[Text-to-region grounding data]
..............................
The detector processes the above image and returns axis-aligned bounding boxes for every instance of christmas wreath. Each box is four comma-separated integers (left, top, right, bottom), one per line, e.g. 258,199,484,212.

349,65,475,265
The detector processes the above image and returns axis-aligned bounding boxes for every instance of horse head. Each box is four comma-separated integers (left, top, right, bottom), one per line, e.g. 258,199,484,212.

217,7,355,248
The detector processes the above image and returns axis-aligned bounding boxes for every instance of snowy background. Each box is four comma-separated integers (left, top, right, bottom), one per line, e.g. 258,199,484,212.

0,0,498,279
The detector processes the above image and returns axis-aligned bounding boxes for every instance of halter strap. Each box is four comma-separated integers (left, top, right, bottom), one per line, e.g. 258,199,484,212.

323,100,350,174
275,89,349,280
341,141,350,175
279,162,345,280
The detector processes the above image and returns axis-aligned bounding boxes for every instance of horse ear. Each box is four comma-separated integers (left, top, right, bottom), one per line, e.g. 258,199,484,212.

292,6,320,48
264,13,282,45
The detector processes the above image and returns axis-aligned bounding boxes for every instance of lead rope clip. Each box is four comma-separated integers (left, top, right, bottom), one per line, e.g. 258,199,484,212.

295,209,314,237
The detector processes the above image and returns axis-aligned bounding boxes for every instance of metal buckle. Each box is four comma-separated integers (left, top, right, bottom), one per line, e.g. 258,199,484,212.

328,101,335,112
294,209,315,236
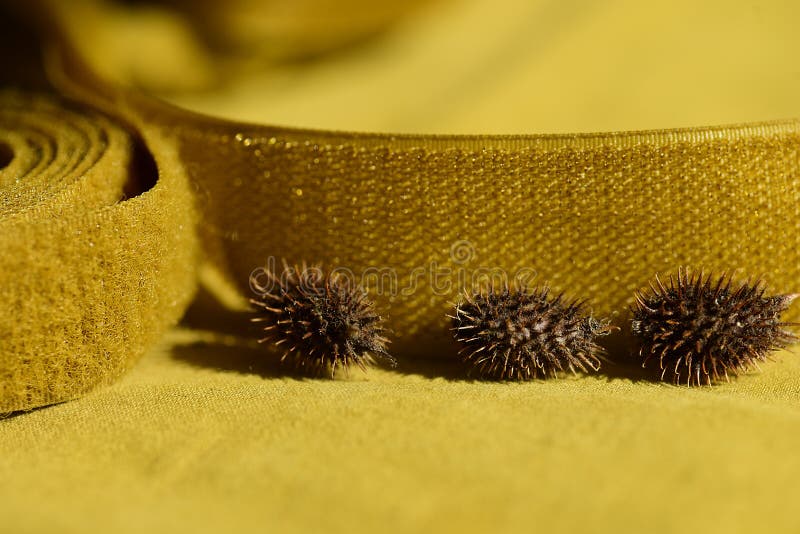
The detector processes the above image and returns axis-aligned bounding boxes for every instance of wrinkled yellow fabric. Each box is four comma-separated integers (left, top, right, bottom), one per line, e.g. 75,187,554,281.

2,0,800,532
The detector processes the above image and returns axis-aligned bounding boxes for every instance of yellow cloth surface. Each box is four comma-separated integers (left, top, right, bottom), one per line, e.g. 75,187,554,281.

2,0,800,532
3,327,800,533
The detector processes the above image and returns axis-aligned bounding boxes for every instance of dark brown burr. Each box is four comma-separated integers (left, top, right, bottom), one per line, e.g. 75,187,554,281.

631,268,798,386
451,286,613,380
250,263,394,376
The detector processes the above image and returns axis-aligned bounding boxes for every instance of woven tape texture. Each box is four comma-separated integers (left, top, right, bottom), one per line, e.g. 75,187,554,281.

5,0,800,407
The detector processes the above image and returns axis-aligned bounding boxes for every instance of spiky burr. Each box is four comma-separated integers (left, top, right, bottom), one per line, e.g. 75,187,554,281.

450,286,613,380
250,263,394,376
631,268,798,386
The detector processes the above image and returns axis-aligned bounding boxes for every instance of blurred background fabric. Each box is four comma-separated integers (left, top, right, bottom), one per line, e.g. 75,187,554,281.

50,0,800,132
2,0,800,532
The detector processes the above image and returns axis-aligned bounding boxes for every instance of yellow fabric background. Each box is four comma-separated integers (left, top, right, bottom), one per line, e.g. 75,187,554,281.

3,329,800,533
2,0,800,532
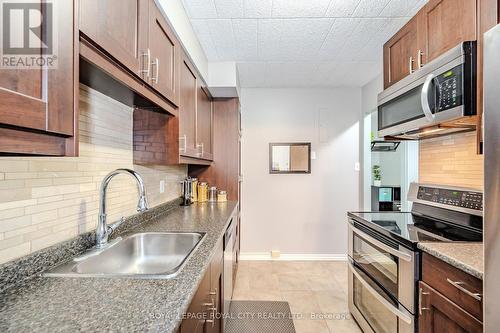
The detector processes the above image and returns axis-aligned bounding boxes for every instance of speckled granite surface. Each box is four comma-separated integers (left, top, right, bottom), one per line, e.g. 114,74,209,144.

0,201,238,333
418,242,483,280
..............................
§ What to do
An exact reproduction of the data is needed, with no pictures included.

§ Worked solution
The detector processes the above image and returns axis-aligned bounding boxes for every instance of christmas wreath. Each box is four comma-separated integers (left, top, right, bottom), one per line, e.g. 258,199,484,212.

349,65,475,265
The detector processes the above image and returns axis-aligned bounding boxes for every instance of horse head. Each box is four comma-separated integers (left, top, right, bottom), one per line, e.g. 258,199,484,212.

217,7,355,248
The detector processes the above image and returns axis-aligned bounding boxes for every instance of snowy background. Each box is four comma-separated integers (left, top, right, bottom), one per line, e.g. 258,199,484,212.

0,0,498,279
The detector processes the above image and returns axis-aligned bounding boxes for every instance of halter strap. Each box is four comma-separated integers (left, top, right, bottom), one per line, e.g. 258,199,484,212.

323,100,350,174
275,89,349,280
341,141,350,175
279,162,345,280
The detector processes the above image and returns axis-aligned bounding boxes for every instance of horse ear. Each box is four comma-separated integers (left, top, right, bottom), one per line, e.g. 258,199,484,212.

292,6,320,48
264,13,282,45
The detector processes the above image and returns axis-aligned bounding boxes for every instance of lead rope clip. Each box is four comma-separated integers (left, top, right, bottom), one per line, e.g. 258,199,484,212.

295,209,314,237
The detector processes the above image and returns axis-aligned bounding boxes for every instance of metal buckle. Each box is four comma-separated integers (left, top, right, bottom), one per line, e.g. 258,199,484,212.

328,101,335,112
294,209,315,236
The detector processes the above image and returns axis-aligned bounding boxes for every instance of wrinkled yellow fabric. Each box is four comma-separated integers (left, top, right, bottom), one per line, e.g. 75,187,554,281.

2,0,800,532
The detector processes the above image and returns axis-aligned bounding boxes for every instance of yellow cloth surface. Each box is four comma-separated integers (left, top, right, bottom), one per line, e.g. 75,187,554,281.

2,0,800,532
3,327,800,533
The detector processes the above image and returns axis-aligned bounding boxes for every instance of dark brown burr. Each box is four comma-separated integers (left, top, right, bottom), one per line, e.g. 75,187,554,281.

631,268,798,386
451,286,613,380
250,263,394,376
The detector processes the above image and returns axis-aligned bounding boxes for every instance of woven tape texture. Each box is four comma-separated integers (left, top, right, bottom), one per line, e.g. 75,187,554,281.

5,0,800,407
The detector processes the above image and returns axis-aligned bounding boxes for every instance of spiky burr. Each box is four comma-separated integers (left, top, right, bottom), one per line, e.g. 75,187,554,281.

450,286,613,380
250,263,394,376
631,268,798,386
The detector processes the above image and returns axis-aligned bounding boxes for every instance of blurred background fabric. Each box is four comma-separated integers (left, top, right, bottom), one per line, e.g. 75,187,554,281.

50,0,800,132
2,0,800,532
The detector processes the above image and returns axis-aligned bounding boxes for every instance of yellow fabric background. Each box is four comma-separated integers (left, top, right, bottom), one per line, e.g. 75,187,554,281.

3,329,800,533
2,0,800,532
The detector processes the above image and returns axis-aligned bounding boxes for every instance of speckled granite surface. Each box is four comma-separated integers (left, top, right, bottom), one per line, e.g. 114,74,209,144.

0,201,238,333
418,242,483,280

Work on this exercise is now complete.